- _Problema planteado 1_
Extrae cada línea de las entradas que contenga la cadena "parked" y cópiala sin cambios. Se distingue entre mayúsculas y minúsculas.

- _Texto proporcionado_
++++++++++++++++++++

Al fin, el milagro se produjo: cristianos, musulmanes y hebreos rezaron en los jardines del Vaticano por la paz, el diálogo y el final de la violencia en Tierra Santa.
Los protagonistas del acto: Shimón Peres, presidente del Estado de Israel y Mahmúd Abbas, jefe de la Autoridad Nacional Palestina. Promotor y director escénico del evento: el papa Francisco. Testigos de excepción: Bartolomé I, patriarca ecuménico de Constantinopla y el franciscano Pierbattista Pizzaballa, custodio de Tierra Santa. Ni que decir tiene que la ceremonia provocó un gran impacto mediático.
Pero no se trataba sola y únicamente de un operativo de relaciones públicas destinado a resaltar los éxitos del Papa o la habilidad de la diplomacia de la Santa Sede. El gesto de Jorge Mario Bergoglio encerraba una gran dosis de simbolismo. El Papa pretendía acercar a los familiares de las víctimas de la violencia, propiciar un encuentro de los estadistas responsables del constante deterioro de las relaciones israelo-palestinas, instar a las partes a hallar soluciones válidas para acabar con el conflicto intercomunitario. ¿Una misión imposible?

++++++++++++++++++++

- _Entradas enumeradas_
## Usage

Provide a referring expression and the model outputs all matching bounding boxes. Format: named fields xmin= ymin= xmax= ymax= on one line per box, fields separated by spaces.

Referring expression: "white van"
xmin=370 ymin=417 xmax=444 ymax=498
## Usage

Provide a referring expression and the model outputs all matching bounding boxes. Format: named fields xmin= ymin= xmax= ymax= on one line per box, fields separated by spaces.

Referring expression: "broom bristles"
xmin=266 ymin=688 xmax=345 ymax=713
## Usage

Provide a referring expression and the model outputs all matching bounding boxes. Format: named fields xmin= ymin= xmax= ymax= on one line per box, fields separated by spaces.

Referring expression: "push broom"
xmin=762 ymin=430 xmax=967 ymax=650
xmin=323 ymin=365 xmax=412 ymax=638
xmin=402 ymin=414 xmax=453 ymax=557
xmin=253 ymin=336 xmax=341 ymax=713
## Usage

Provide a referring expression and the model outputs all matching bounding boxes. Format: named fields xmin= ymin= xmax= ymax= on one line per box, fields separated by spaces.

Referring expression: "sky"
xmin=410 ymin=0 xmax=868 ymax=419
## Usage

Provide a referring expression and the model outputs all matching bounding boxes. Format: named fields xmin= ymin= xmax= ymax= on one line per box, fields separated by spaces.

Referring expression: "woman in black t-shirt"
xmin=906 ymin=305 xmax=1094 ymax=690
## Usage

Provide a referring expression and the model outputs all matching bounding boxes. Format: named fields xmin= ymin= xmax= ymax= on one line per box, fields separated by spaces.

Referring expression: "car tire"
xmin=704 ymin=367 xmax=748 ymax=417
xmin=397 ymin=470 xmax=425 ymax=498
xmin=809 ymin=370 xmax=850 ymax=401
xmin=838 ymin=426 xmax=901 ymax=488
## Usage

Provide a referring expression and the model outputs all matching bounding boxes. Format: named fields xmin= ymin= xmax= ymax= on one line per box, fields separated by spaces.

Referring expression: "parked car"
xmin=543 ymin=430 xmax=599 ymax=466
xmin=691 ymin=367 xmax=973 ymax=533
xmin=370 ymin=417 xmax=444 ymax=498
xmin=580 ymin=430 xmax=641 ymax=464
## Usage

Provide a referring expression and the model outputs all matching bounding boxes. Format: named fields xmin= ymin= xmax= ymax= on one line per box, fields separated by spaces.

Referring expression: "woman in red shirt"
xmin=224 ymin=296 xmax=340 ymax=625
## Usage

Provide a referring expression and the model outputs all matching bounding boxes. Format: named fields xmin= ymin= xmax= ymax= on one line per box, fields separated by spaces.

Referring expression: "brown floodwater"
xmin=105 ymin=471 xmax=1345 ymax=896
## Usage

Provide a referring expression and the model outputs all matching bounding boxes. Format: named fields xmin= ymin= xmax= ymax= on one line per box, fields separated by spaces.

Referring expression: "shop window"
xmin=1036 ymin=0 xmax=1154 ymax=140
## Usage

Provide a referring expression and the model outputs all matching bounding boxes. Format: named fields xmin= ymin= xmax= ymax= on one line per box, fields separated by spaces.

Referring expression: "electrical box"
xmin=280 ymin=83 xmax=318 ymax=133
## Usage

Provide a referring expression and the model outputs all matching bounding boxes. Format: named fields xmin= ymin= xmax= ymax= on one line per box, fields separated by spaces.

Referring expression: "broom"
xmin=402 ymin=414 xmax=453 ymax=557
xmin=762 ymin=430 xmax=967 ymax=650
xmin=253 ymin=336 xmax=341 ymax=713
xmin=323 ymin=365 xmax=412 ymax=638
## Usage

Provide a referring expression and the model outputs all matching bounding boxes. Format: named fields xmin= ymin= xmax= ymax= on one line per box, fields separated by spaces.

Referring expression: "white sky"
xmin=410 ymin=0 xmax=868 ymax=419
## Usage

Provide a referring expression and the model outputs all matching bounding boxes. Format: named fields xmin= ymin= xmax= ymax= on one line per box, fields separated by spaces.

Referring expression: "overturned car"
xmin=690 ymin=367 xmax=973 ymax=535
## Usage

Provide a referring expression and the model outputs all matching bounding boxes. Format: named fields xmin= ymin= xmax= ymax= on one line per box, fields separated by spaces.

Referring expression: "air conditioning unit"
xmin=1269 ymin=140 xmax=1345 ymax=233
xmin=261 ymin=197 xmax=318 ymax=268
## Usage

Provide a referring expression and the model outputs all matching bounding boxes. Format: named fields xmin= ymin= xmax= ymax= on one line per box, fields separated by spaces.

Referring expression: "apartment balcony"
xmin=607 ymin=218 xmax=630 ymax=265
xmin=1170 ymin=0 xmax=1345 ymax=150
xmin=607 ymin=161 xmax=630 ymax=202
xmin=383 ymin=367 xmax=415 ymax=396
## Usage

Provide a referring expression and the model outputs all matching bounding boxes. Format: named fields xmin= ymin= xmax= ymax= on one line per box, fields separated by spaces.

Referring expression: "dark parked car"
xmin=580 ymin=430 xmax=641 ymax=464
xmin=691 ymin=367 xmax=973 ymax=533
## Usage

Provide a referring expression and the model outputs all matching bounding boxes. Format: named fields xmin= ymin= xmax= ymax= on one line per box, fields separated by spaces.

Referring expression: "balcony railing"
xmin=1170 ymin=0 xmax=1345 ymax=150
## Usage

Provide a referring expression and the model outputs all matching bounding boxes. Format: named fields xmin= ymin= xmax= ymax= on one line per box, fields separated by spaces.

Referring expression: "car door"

++++++++++++++++++++

- _Problema planteado 2_
Según el texto sobre el encuentro de oración en los jardines del Vaticano, ¿qué cargo ocupaba Mahmúd Abbas?

- _Solución desarrollada 1_
Referring expression: "parked car"
Referring expression: "dark parked car"

- _Solución desarrollada 2_
Era jefe de la Autoridad Nacional Palestina.